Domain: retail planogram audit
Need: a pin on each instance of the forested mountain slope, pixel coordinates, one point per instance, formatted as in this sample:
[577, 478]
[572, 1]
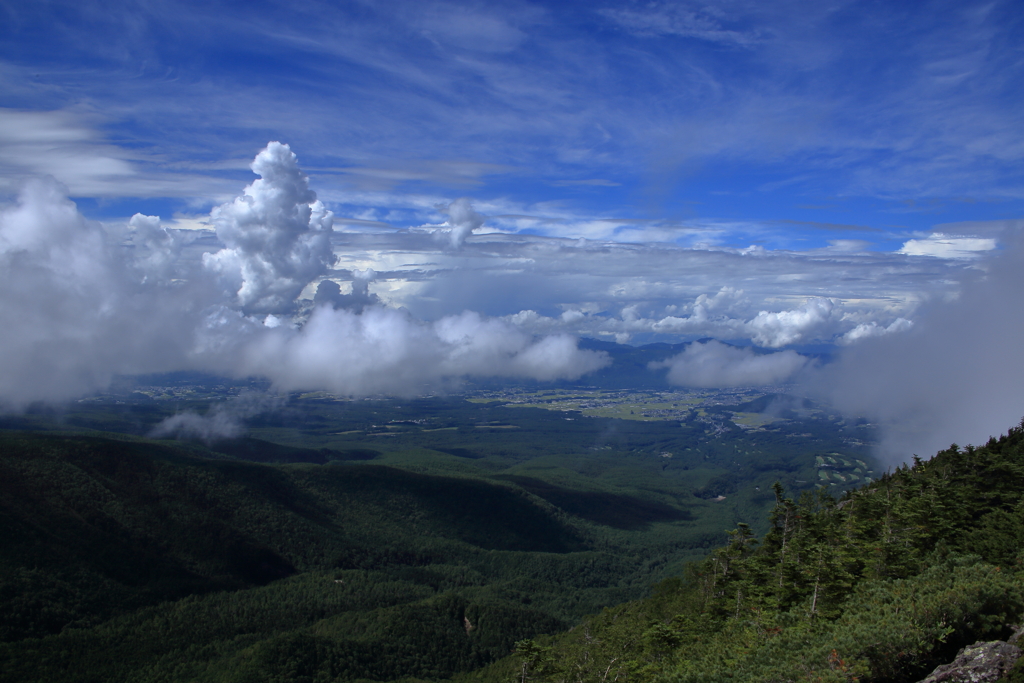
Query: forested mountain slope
[879, 586]
[130, 560]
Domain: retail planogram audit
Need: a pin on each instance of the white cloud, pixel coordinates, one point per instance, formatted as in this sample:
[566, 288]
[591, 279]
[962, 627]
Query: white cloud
[386, 350]
[276, 236]
[462, 221]
[79, 305]
[717, 365]
[872, 329]
[788, 327]
[954, 376]
[946, 246]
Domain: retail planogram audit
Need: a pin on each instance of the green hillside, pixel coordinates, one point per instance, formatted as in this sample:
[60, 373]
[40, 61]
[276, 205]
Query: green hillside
[882, 585]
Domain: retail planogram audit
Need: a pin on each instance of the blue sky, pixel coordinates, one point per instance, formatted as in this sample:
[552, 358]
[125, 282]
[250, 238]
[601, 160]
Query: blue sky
[782, 174]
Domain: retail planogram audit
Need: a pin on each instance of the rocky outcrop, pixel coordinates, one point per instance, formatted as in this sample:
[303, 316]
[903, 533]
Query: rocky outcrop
[981, 663]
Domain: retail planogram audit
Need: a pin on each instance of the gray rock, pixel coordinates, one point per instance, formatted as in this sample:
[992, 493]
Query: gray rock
[981, 663]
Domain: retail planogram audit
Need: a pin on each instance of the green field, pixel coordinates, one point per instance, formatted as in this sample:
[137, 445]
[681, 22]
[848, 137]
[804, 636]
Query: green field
[347, 529]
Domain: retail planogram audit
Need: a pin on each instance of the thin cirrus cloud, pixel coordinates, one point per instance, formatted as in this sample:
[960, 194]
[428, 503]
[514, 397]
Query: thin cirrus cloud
[766, 173]
[78, 307]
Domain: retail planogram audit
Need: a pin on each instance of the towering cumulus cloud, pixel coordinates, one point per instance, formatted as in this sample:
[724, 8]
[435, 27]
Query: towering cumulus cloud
[276, 236]
[78, 305]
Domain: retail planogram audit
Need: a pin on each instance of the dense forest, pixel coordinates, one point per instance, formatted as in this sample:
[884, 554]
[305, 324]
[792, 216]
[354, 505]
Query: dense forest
[881, 585]
[127, 559]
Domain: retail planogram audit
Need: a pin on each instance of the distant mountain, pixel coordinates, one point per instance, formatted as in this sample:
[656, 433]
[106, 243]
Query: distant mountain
[880, 586]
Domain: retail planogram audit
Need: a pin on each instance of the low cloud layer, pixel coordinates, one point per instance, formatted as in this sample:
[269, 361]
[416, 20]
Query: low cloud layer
[953, 377]
[222, 421]
[79, 304]
[713, 364]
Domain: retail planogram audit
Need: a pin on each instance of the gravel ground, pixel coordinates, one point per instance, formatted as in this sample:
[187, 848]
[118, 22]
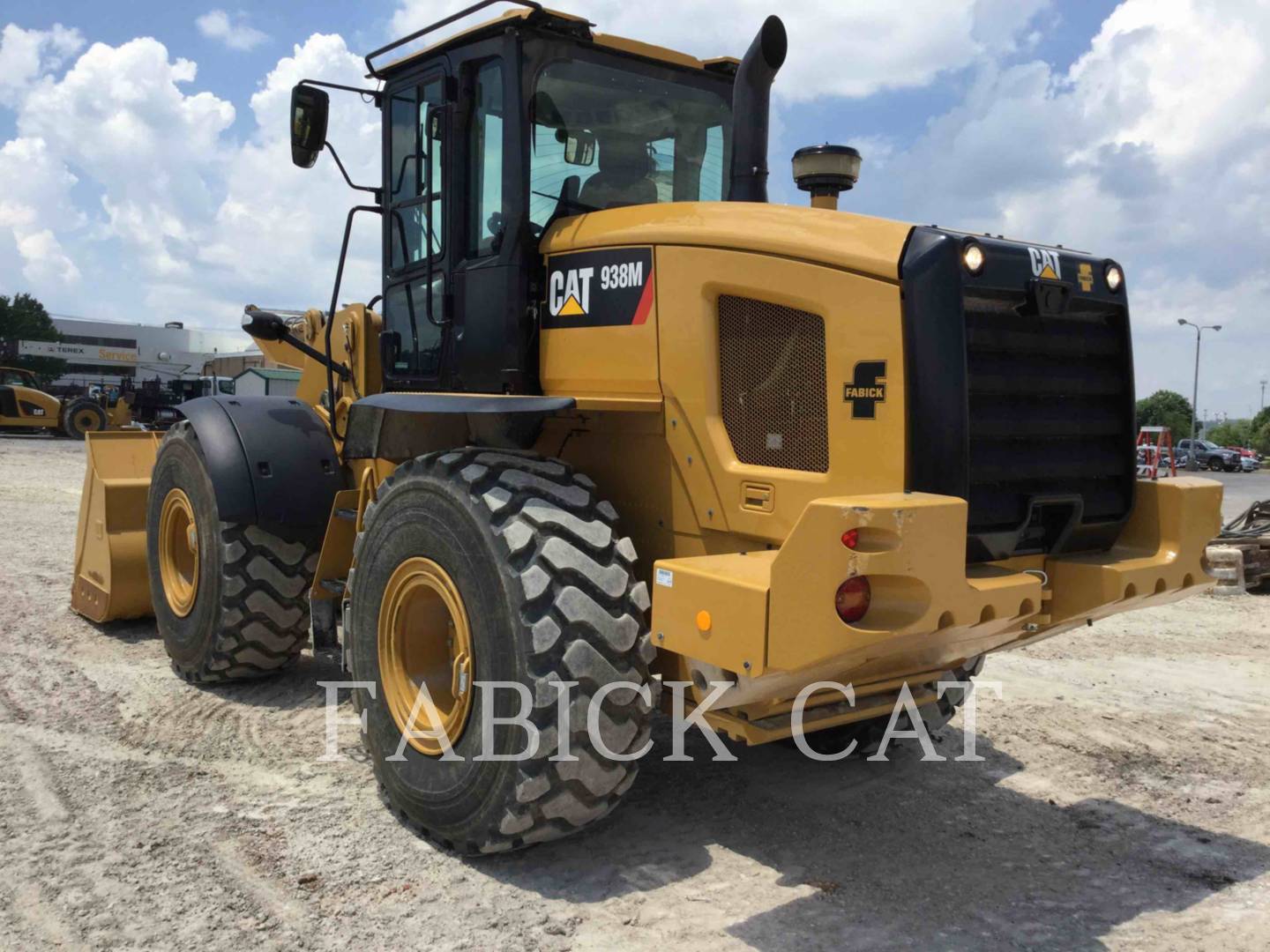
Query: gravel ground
[1123, 802]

━━━━━━━━━━

-- WHAT TO PRODUCE --
Pull out each line above that contains the word "forested", copying every one in full.

-- ANSWER TO THIS TASK --
Need: a pin on each instance of the forested mountain slope, pixel coordinates, one point per instance, formatted as in this sample:
Query: forested mountain slope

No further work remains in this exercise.